Return, from the listing below, each line where the word "lookup" appears.
───── Input data ─────
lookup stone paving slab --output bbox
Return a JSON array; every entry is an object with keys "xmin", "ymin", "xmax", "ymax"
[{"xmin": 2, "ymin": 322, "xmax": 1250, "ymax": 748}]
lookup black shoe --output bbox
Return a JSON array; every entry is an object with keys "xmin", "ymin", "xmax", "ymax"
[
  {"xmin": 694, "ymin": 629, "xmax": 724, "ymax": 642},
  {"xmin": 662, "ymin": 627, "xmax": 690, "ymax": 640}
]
─────
Answer for this exercise |
lookup stone paving slab --output bbox
lookup black shoe --output bbox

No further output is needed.